# DIY Kreg Jig



## woodshopmike (Nov 5, 2013)

*DIY Kreg Jig*










Wanting to use pocket hole joinery but don't want to buy another jig? Make it instead. In this blog post I show to how to make your own Kreg jig in about 10 minutes. I even made a drawing for you guys!

Check out the diy Pocket Hole Jig and let me know what ya think!

Thanks for reading, have a great day!


----------



## doubleDD (Oct 21, 2012)

This is a good idea when working with different wood thicknesses, you won't have to keep resetting the jig. Good one Mike.


----------



## woodshopmike (Nov 5, 2013)

Thanks Dave! Glad you like the tutorial. This has been a pretty awesome jig and I'm personally surprised how long its lasted considering there is not a metal sleeve in there for the drill to run inside of.


----------



## wormil (Nov 19, 2011)

I considered making one in the past but since I already own a Kreg, the incentive wasn't there. Nice drawing, I'm old fashioned and still prefer 2D.


----------



## woodshopmike (Nov 5, 2013)

Yeah, if you already bought the jig it's wasted time. Glad you like the drawing. I started off on velum in school but industry requires CAD and 3D modeling…


----------

> Requirement a
Count the lines of the records that contain the string "dark" and give only that number.
The Kreg jig thread and the records have no connection to each other.

> Supplied material
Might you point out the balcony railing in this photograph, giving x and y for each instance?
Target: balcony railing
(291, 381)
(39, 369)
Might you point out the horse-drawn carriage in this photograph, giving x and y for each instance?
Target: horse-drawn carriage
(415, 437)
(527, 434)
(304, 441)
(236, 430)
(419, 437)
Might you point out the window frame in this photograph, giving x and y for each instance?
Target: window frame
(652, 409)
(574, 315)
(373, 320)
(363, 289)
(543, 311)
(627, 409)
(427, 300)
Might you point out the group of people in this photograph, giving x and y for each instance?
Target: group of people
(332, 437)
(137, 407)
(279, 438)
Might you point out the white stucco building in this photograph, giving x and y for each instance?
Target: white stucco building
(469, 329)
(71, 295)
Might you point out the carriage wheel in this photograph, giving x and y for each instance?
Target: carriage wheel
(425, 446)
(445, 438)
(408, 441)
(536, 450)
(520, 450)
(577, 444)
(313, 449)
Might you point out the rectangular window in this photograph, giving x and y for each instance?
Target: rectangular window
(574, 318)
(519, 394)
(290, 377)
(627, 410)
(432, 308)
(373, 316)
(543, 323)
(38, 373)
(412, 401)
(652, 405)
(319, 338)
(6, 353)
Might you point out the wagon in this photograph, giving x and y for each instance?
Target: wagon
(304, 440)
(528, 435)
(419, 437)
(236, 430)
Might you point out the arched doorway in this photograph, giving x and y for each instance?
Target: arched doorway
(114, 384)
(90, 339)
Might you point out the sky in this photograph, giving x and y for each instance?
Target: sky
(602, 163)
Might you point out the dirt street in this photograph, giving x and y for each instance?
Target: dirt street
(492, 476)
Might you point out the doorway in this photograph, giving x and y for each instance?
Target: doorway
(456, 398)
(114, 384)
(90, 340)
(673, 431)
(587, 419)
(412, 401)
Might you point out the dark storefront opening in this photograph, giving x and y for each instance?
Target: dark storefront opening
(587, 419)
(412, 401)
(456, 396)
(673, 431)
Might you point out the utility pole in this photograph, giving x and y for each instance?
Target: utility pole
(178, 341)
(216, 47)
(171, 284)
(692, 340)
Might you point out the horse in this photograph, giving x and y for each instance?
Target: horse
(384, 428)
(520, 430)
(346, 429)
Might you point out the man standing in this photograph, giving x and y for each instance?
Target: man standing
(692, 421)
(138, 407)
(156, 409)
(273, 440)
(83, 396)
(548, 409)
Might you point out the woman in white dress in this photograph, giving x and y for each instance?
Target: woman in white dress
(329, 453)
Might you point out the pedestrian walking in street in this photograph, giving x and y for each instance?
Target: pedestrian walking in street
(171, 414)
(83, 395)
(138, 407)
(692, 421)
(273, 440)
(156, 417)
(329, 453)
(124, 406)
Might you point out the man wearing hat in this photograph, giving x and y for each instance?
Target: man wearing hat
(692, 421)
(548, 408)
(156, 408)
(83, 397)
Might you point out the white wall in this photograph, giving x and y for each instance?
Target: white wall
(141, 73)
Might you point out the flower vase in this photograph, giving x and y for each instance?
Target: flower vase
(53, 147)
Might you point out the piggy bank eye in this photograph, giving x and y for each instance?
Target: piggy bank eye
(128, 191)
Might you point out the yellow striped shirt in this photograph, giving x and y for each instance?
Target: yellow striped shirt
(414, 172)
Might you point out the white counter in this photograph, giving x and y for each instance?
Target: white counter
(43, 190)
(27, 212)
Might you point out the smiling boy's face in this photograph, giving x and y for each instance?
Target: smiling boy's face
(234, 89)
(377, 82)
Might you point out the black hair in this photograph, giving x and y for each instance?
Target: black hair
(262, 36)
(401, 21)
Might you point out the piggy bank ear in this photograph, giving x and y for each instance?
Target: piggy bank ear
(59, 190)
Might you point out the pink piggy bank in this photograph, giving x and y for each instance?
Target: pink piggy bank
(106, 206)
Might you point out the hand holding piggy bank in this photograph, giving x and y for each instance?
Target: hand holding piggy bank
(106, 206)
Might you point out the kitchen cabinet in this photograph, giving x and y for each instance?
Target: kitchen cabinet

> Requirement b
Answer these questions from the Kreg jig thread, one per line:
(i) About how long does woodshopmike say it takes to make the jig?
(ii) According to doubleDD, what won't you have to keep doing when working with different wood thicknesses?
(iii) What does woodshopmike say industry requires?

> Final answer a
2

> Final answer b
(i) About 10 minutes
(ii) Resetting the jig
(iii) CAD and 3D modeling